What you are asked to do: Write out the lines of each item below exactly as they appear, leaving out the pictures.

Record extracts:
>>

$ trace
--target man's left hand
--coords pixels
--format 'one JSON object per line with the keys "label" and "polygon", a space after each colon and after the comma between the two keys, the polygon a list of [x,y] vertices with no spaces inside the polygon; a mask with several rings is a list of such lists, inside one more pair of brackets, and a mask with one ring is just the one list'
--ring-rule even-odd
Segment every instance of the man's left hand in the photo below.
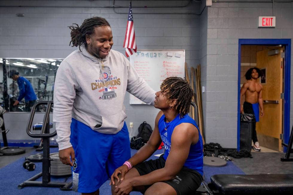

<<

Written solution:
$ trace
--target man's left hand
--coords pixels
--format 'one JSON object per line with the keys "label" and "polygon", a space after each colon and after the comma between the two keys, the polygon a list of [x,y] vertices with no spaces inside the polygon; a mask with several rings is a list of such lists, inside one more pair of brackets, and a mask with one ring is just the one list'
--ring-rule even-odd
Segment every instance of the man's left hand in the photo below.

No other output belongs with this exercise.